(Pointing dataset records)
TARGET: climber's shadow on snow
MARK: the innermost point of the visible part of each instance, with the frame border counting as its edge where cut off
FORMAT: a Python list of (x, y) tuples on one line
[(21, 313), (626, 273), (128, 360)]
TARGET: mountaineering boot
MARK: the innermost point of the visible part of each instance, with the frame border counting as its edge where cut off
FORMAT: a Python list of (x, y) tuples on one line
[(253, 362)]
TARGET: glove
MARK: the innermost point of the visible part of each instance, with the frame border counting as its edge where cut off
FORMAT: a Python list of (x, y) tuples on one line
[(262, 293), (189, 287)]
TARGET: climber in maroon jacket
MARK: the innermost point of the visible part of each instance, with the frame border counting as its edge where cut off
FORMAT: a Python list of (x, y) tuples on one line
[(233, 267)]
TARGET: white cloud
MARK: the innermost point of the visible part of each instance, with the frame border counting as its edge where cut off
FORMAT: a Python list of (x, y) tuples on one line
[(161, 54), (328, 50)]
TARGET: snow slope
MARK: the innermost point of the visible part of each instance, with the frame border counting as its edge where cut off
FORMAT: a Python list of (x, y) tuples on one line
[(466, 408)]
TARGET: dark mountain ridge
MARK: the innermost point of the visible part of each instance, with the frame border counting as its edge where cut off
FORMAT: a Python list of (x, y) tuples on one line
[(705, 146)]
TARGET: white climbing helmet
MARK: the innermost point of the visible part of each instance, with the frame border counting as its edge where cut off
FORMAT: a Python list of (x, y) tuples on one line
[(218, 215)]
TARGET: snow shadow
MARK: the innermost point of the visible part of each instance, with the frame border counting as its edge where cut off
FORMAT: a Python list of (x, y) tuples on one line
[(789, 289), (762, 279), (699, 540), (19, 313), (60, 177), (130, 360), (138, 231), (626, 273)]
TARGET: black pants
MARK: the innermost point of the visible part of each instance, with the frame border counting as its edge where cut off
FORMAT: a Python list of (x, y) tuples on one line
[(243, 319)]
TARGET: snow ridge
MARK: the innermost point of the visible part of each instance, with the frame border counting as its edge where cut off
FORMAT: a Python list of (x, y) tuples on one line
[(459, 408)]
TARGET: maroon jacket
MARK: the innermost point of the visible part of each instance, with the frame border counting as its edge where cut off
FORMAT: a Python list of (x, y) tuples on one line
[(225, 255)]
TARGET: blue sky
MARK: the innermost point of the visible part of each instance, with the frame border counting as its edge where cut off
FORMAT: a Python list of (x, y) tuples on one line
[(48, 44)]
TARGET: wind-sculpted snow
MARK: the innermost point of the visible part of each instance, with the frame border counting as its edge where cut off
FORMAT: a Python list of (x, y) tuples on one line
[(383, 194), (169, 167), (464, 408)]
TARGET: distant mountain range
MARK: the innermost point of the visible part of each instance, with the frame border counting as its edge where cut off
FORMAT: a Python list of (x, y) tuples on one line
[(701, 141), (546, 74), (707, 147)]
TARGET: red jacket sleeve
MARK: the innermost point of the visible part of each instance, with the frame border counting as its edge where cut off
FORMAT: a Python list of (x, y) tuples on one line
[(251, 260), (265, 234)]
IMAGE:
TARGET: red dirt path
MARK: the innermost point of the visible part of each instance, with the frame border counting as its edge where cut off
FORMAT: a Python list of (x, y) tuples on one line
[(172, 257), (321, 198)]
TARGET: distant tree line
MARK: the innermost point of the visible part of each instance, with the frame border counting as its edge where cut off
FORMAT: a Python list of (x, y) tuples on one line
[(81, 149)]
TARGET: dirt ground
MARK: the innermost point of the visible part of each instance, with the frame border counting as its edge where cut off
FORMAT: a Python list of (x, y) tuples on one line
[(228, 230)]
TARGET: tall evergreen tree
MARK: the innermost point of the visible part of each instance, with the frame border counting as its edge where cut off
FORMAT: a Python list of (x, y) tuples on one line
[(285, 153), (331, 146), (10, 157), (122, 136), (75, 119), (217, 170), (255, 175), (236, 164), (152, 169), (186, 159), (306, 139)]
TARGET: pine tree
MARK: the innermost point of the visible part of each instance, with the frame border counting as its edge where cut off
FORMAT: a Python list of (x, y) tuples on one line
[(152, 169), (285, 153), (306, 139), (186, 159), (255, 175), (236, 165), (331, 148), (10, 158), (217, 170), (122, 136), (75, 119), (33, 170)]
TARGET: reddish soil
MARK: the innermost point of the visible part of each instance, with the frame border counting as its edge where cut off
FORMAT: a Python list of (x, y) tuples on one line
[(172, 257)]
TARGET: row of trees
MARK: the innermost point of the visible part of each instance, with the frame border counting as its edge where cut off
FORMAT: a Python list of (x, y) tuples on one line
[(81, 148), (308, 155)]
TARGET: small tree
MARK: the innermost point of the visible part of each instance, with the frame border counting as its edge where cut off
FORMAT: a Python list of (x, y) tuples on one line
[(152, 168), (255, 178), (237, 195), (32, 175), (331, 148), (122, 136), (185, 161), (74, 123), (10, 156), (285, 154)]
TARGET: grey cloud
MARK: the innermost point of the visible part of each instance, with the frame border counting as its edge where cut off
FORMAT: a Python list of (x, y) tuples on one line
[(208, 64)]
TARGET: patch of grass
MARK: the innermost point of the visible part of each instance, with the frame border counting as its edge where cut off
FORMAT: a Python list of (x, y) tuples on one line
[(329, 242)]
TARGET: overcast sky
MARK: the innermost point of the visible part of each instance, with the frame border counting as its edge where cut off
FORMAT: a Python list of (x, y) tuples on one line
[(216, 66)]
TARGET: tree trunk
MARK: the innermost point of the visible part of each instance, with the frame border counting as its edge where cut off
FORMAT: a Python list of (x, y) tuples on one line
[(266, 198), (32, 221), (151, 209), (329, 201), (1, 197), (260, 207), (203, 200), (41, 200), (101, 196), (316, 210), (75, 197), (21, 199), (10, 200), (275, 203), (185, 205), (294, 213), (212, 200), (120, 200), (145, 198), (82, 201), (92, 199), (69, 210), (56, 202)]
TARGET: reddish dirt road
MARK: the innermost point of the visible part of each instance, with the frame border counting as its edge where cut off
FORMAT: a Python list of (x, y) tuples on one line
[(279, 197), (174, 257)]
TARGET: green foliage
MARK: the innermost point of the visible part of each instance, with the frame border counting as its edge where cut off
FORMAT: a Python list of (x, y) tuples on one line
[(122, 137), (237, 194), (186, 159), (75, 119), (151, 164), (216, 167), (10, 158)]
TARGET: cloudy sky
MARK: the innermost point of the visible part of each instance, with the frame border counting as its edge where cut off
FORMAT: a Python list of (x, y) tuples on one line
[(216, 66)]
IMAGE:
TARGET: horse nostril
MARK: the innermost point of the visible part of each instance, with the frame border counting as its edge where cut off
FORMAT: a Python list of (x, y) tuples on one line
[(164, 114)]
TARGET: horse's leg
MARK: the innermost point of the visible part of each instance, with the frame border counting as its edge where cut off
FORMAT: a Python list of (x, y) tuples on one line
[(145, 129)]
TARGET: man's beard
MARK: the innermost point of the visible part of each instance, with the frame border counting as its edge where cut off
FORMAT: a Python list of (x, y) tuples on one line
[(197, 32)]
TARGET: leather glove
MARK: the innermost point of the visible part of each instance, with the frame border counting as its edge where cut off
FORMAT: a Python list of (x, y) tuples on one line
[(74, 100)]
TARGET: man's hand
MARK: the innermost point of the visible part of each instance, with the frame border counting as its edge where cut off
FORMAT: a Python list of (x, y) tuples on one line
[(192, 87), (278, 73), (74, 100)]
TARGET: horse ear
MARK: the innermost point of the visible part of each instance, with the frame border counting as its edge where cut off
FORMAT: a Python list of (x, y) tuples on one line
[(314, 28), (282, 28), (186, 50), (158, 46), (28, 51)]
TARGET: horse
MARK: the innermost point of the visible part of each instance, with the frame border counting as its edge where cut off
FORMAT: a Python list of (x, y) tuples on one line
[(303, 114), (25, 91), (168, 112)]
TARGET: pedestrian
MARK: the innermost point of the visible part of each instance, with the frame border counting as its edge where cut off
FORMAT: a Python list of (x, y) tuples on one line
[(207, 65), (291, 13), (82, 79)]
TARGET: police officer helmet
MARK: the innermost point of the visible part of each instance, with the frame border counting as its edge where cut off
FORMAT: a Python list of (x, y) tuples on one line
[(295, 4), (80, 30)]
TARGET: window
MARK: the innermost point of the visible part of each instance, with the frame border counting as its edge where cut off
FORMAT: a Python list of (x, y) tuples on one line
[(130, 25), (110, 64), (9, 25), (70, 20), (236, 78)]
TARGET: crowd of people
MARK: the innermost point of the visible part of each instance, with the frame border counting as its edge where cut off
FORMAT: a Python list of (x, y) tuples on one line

- [Goal of the exercise]:
Write out everything from the first of the lines above down to the line containing "[(21, 313), (626, 273), (128, 360)]", with both ends included, and shift every coordinate by adding 21 to it.

- [Written response]:
TARGET: climber's shadow on snow
MARK: the innermost point of the visible part of each instance, with the frame border counting as its edge where cut off
FORMAT: a Python list of (x, y) tuples on one line
[(42, 334), (647, 294), (149, 381)]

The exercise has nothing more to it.